## What you need to do
In the data below, which lines hold the word "Could"? Copy them.

Photo-based referring expression data:
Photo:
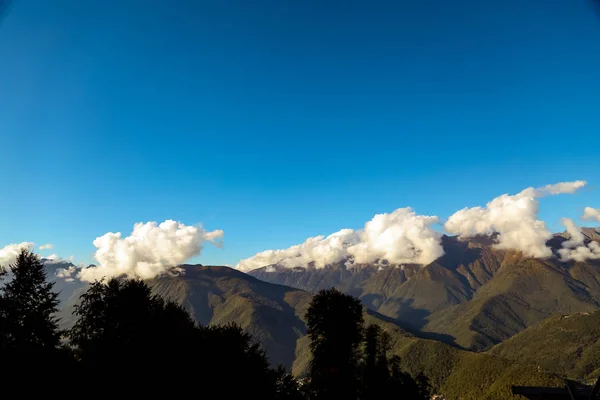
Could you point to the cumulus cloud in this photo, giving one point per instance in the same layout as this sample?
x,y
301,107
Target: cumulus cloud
x,y
67,274
591,214
560,188
148,251
574,249
398,237
9,253
513,217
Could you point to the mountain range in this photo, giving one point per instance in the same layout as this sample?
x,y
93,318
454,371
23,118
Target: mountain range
x,y
476,321
474,296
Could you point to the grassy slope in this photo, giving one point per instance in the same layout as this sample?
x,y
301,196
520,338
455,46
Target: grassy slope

## Answer
Could you point to the cumulus cloud in this photo, giving one point per instance in the same layout as this sample?
Could you point to the mountain range in this photo, giving one point per instance in the same layout as this sample?
Could you point to the grassy slope in this photo, giving one point per instance in the same layout as this sample?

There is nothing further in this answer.